What you are asked to do: Find the line containing "Query: beetle's left side legs". Retype it and every line after it through the end of the entries, exactly as written, with nothing added.

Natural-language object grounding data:
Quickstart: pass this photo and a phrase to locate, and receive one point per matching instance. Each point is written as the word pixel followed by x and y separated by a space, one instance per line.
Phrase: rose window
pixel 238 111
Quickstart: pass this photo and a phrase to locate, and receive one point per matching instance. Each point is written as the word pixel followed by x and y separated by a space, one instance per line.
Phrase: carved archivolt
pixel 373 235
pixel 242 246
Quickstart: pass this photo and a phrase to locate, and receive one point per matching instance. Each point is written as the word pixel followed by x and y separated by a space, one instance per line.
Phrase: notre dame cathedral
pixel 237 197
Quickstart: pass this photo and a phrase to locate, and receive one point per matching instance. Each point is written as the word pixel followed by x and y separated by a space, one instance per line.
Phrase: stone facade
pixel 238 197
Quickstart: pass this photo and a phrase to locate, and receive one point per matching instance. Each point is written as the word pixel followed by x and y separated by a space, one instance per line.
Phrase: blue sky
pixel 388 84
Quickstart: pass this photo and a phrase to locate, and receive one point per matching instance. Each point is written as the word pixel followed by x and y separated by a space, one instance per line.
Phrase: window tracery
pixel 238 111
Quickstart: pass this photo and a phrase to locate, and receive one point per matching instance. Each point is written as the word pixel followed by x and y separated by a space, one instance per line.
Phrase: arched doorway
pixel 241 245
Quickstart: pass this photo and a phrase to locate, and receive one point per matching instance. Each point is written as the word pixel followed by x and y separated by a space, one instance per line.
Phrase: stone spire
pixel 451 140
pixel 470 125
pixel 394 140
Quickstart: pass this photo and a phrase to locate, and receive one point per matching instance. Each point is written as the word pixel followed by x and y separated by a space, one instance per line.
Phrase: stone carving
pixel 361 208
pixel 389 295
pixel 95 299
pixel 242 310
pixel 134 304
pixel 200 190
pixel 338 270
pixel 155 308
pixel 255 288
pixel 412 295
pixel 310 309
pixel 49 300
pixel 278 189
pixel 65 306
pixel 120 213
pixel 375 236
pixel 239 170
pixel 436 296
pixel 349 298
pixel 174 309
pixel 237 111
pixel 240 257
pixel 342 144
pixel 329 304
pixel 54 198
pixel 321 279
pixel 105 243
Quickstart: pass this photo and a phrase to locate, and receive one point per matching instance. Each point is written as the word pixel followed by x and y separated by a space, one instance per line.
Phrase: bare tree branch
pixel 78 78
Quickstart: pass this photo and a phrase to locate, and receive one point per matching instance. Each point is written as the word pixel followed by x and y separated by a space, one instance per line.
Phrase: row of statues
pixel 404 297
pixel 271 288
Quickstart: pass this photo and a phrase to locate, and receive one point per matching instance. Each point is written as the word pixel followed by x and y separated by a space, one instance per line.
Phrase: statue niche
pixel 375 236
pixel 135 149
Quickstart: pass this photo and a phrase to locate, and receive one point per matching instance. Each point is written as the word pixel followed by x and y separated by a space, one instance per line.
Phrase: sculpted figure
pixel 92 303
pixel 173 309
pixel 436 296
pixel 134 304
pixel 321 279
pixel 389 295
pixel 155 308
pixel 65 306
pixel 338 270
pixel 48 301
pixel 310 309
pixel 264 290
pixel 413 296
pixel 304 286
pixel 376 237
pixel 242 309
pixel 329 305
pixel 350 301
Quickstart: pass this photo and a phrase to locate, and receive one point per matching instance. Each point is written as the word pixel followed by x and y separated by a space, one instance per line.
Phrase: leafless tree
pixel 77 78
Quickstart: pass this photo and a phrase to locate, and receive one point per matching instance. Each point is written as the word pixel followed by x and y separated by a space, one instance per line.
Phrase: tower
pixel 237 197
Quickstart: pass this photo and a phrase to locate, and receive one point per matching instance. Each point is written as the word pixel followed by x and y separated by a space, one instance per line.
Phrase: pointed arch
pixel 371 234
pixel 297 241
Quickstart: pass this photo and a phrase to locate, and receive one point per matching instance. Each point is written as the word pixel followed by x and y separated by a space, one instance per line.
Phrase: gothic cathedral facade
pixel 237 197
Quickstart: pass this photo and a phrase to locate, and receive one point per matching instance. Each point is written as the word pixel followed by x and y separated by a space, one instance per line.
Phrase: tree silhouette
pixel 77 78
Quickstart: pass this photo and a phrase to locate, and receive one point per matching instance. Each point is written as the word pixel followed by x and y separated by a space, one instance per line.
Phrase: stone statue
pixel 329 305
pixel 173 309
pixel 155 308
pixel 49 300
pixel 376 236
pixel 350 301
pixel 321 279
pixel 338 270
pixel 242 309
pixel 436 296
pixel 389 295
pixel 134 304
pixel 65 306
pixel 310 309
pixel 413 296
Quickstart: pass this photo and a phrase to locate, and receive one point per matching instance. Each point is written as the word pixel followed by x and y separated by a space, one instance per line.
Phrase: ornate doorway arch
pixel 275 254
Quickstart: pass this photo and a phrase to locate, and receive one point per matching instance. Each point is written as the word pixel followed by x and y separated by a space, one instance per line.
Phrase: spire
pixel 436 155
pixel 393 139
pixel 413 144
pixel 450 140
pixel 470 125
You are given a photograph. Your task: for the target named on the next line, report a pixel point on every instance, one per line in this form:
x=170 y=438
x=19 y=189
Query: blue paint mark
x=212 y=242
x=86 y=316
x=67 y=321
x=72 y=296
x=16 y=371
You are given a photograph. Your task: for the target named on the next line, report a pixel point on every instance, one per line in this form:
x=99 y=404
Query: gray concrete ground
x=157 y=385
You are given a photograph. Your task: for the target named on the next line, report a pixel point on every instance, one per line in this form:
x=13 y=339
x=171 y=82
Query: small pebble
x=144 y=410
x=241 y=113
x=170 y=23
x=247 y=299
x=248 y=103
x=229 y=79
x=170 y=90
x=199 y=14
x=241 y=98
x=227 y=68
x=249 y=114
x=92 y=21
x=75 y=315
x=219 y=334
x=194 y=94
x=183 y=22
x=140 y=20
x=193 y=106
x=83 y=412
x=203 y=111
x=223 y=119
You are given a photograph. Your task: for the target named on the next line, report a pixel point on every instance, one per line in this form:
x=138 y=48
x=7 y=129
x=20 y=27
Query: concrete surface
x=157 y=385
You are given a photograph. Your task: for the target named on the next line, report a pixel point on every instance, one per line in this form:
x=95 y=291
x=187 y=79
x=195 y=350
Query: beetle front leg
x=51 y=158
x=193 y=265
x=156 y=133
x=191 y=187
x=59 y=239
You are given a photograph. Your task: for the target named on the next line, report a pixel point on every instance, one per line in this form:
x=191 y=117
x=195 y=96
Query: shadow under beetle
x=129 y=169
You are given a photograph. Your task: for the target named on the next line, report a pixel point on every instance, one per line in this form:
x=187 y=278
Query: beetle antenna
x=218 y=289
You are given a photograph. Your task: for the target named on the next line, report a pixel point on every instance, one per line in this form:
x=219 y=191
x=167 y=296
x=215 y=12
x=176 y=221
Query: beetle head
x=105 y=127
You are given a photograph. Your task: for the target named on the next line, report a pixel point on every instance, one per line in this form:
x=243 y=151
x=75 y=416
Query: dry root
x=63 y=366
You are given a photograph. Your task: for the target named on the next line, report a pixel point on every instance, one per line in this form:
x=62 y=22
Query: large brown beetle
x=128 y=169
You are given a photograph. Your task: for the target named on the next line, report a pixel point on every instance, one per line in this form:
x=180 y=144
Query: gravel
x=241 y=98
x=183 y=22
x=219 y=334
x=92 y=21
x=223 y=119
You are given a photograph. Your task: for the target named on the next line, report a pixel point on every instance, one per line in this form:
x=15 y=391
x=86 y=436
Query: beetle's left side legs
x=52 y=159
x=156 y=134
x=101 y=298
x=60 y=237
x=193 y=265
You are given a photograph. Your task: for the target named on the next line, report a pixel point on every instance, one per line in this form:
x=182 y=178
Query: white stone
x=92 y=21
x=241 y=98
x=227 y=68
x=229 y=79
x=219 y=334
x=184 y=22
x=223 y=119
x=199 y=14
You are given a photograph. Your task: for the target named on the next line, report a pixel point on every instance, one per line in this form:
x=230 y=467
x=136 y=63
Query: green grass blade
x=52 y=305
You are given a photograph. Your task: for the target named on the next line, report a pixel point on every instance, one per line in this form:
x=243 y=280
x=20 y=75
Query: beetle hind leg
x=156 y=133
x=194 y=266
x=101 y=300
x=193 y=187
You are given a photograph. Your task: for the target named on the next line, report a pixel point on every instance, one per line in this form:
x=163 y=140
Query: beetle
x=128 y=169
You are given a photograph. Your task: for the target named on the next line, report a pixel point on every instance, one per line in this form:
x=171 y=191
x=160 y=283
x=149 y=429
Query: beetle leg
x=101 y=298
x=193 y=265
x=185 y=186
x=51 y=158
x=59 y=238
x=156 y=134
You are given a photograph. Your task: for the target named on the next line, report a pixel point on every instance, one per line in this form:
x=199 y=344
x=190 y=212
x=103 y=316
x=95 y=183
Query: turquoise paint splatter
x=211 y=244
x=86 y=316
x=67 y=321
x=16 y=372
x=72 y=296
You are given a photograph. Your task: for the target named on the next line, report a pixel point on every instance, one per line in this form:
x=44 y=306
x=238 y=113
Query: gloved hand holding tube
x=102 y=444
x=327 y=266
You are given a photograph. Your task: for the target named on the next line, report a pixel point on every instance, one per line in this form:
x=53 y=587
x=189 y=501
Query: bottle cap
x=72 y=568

Answer for this exercise:
Query: beetle's left side legs
x=52 y=159
x=156 y=134
x=101 y=298
x=60 y=237
x=193 y=265
You are given a photograph. Your task: for the target named on the next line, report a pixel point on every instance, one per line in this form:
x=182 y=178
Query: white stone
x=92 y=21
x=241 y=98
x=227 y=68
x=229 y=79
x=219 y=334
x=184 y=22
x=223 y=119
x=199 y=14
You are given a photograph. Your task: for the target named on the next line, report a pixel point on every instance, one per line in this form:
x=230 y=467
x=136 y=63
Query: green grass blade
x=52 y=305
You are given a photograph. Your task: for the target named on the next line, report a pixel point on every instance, one per line in this form:
x=243 y=280
x=20 y=75
Query: beetle hind leg
x=156 y=133
x=194 y=266
x=101 y=300
x=193 y=187
You are given a photograph. Your task: for the target named on the next line, report a pixel point on every instance, one per line in this form:
x=163 y=140
Query: beetle
x=128 y=169
You are given a photograph. Your task: for the target named on the next line, report a pixel point on every instance, one per line in this form:
x=171 y=191
x=160 y=283
x=149 y=429
Query: beetle leg
x=101 y=298
x=193 y=265
x=185 y=186
x=51 y=158
x=59 y=238
x=156 y=134
You are given a photograph. Your task: for the target named on the next line, report a pixel point on every instance, one per line in this form:
x=199 y=344
x=190 y=212
x=103 y=316
x=95 y=183
Query: turquoise paint splatter
x=211 y=244
x=86 y=316
x=67 y=321
x=16 y=372
x=72 y=296
You are given a photograph. Your task: for the target named on the next line, report a pixel point on every instance, one per line in this form:
x=44 y=306
x=238 y=113
Query: gloved hand holding tube
x=102 y=444
x=327 y=266
You are given a photograph. Your task: for the target named on the next line, report a pixel point on every instance, one per line in this form:
x=53 y=587
x=189 y=501
Query: bottle cap
x=72 y=568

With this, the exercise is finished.